The request —
Reproduce the items below word for word, from their first line through the line containing "point(281, 155)", both ends included. Leave the pictures out of your answer.

= = =

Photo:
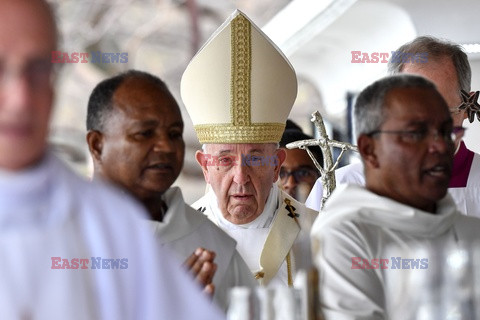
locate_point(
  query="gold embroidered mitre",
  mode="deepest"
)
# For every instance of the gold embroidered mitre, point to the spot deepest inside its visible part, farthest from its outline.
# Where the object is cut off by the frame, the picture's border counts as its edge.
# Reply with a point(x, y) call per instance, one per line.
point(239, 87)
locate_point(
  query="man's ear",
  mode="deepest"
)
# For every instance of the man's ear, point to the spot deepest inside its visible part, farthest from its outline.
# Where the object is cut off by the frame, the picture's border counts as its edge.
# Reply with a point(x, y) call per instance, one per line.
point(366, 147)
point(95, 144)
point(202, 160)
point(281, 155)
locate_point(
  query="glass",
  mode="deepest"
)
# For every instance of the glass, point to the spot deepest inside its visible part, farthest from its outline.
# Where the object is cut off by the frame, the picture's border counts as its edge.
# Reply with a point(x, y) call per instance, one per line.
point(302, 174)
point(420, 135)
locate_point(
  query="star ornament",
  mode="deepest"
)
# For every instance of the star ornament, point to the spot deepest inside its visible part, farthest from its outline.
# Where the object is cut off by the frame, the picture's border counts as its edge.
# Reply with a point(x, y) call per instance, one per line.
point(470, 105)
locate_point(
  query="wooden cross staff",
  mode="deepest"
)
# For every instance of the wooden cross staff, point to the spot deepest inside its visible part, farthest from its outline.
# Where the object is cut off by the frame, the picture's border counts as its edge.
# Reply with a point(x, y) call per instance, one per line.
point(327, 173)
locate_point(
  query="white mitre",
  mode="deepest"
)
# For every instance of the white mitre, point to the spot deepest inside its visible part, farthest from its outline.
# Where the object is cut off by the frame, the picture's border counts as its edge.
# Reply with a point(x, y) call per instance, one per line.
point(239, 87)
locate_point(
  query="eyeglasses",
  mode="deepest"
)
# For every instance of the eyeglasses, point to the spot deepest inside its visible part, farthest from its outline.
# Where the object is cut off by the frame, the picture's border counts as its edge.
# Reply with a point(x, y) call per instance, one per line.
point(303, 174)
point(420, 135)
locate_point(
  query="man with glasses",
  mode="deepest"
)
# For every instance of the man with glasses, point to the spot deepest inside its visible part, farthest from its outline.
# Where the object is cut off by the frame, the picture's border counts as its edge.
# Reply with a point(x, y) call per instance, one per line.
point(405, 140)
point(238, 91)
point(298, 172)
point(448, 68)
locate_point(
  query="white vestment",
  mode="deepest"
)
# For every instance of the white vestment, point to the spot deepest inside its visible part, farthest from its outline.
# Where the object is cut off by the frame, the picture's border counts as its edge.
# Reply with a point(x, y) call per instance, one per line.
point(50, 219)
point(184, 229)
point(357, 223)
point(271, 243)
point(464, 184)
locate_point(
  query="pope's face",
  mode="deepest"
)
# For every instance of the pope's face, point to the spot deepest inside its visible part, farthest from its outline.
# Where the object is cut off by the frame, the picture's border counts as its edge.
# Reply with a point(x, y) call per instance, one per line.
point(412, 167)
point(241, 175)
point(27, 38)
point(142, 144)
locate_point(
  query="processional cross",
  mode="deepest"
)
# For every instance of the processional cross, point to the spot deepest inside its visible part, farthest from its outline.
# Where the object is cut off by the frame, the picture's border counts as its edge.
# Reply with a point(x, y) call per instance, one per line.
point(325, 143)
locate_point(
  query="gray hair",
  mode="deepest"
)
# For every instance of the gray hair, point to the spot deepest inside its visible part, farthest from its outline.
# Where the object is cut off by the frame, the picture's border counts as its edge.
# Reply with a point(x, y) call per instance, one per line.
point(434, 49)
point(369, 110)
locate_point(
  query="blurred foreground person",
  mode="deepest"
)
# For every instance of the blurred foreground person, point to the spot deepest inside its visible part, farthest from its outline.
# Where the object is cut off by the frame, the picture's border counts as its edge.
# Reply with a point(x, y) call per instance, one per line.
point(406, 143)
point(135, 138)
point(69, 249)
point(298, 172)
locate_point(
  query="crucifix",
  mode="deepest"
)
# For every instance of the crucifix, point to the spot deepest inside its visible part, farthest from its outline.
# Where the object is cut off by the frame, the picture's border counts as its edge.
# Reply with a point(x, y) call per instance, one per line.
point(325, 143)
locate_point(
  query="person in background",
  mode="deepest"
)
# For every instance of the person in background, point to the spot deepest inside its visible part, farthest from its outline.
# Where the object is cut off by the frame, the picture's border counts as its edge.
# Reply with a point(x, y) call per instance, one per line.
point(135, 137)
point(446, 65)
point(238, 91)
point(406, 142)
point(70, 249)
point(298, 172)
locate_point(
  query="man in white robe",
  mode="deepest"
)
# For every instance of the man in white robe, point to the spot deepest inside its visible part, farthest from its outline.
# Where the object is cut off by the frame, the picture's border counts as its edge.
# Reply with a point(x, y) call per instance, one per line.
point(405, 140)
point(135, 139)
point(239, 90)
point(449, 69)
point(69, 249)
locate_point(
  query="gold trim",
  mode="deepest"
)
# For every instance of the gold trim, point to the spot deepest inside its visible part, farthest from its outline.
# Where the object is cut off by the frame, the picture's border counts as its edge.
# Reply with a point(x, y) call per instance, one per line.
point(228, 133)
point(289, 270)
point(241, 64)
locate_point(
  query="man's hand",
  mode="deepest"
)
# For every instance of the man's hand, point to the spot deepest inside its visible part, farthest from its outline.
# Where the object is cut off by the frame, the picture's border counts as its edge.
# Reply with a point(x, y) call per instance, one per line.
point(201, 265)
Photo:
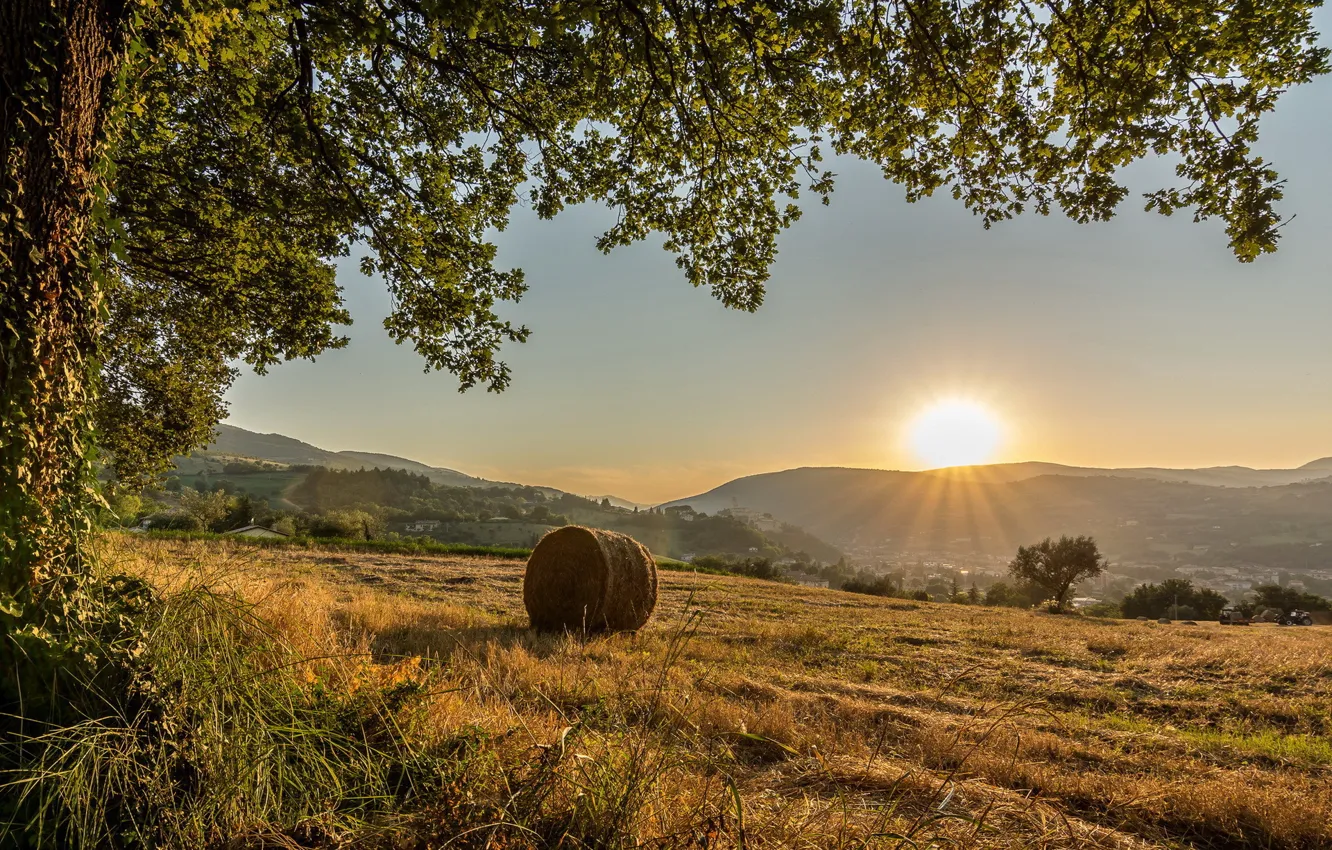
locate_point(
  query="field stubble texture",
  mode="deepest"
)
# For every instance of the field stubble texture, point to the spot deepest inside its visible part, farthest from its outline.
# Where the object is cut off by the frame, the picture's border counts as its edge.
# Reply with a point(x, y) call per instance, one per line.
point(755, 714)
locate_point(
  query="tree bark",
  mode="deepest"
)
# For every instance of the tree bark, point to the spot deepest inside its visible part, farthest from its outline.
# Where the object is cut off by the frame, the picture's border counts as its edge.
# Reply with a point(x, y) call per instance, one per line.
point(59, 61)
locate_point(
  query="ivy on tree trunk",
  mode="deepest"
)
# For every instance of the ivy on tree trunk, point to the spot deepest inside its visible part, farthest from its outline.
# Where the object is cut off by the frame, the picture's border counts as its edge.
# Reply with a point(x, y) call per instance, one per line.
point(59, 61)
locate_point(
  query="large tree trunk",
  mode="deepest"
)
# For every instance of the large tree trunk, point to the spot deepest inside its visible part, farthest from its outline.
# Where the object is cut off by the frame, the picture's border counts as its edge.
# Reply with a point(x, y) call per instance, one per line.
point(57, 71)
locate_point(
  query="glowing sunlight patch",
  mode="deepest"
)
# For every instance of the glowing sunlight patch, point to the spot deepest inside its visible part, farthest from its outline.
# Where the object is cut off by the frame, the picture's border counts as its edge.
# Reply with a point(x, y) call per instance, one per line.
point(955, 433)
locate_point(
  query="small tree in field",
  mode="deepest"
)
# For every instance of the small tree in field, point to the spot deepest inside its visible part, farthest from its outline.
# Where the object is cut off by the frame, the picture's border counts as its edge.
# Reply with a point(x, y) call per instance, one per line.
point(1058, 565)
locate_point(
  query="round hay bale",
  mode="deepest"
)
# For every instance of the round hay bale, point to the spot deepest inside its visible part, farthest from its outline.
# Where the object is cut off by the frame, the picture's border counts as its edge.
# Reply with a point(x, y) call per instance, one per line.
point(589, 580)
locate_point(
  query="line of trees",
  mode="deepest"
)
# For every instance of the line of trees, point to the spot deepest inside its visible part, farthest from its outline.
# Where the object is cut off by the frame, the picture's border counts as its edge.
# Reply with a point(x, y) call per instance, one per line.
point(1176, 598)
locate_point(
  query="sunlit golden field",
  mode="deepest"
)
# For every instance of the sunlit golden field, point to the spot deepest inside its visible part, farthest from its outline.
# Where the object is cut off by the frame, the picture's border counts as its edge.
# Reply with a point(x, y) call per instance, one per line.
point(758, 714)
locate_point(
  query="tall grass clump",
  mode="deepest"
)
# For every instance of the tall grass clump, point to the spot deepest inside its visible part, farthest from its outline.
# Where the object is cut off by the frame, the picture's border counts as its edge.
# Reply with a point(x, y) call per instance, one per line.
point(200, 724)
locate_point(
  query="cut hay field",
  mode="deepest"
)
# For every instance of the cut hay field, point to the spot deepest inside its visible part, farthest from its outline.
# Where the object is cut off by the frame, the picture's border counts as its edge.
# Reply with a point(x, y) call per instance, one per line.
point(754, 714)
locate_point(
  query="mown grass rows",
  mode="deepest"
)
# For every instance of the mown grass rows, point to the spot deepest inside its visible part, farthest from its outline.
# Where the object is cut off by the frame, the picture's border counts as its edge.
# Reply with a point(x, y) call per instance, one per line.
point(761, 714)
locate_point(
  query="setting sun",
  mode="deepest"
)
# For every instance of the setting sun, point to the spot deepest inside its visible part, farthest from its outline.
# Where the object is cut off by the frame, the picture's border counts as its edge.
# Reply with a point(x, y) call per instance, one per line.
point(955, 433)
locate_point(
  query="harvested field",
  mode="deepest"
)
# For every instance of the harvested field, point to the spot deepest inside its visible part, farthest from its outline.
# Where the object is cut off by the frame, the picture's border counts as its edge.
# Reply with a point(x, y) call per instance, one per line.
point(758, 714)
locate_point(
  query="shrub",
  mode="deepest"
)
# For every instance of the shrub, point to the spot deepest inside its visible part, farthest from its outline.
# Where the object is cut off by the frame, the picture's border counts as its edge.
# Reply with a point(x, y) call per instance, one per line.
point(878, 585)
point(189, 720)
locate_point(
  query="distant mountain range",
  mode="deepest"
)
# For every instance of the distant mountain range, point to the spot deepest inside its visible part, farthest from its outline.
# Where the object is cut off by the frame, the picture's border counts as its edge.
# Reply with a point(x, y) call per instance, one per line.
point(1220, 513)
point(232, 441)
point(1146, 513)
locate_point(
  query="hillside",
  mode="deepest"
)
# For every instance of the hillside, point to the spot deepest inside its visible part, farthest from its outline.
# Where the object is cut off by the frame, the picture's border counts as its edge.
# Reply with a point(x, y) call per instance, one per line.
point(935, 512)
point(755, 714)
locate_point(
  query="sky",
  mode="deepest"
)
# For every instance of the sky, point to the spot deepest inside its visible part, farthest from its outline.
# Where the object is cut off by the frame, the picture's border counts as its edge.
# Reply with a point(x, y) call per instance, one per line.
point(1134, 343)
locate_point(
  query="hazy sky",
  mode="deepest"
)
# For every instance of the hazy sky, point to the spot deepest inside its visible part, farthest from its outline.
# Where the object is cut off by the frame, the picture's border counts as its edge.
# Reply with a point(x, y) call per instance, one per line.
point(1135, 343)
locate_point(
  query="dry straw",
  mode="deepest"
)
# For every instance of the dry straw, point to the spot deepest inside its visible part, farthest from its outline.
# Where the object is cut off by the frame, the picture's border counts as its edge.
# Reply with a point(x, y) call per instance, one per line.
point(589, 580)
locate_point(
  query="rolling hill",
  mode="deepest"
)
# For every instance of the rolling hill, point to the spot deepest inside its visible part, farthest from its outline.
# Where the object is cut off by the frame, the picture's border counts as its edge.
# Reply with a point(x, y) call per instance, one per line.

= = =

Exercise answer —
Photo:
locate_point(
  query="gold embroidered mitre",
  mode="deepest"
)
# For every instance of the gold embroidered mitre, point to the spot deepest inside its visible part, farthest from its outline.
# Where the object is cut off by the frame, the picture's border counts as its edge.
# Reply with a point(x, y) call per instance, one per line.
point(239, 87)
locate_point(
  query="man's ear",
  mode="deepest"
)
# For every instance of the man's ear, point to the spot deepest inside its visible part, farthest from its outline.
# Where the object is cut off by the frame, the picture's border counts as its edge.
# Reply with a point(x, y) call per instance, one per line.
point(366, 147)
point(95, 144)
point(202, 160)
point(281, 155)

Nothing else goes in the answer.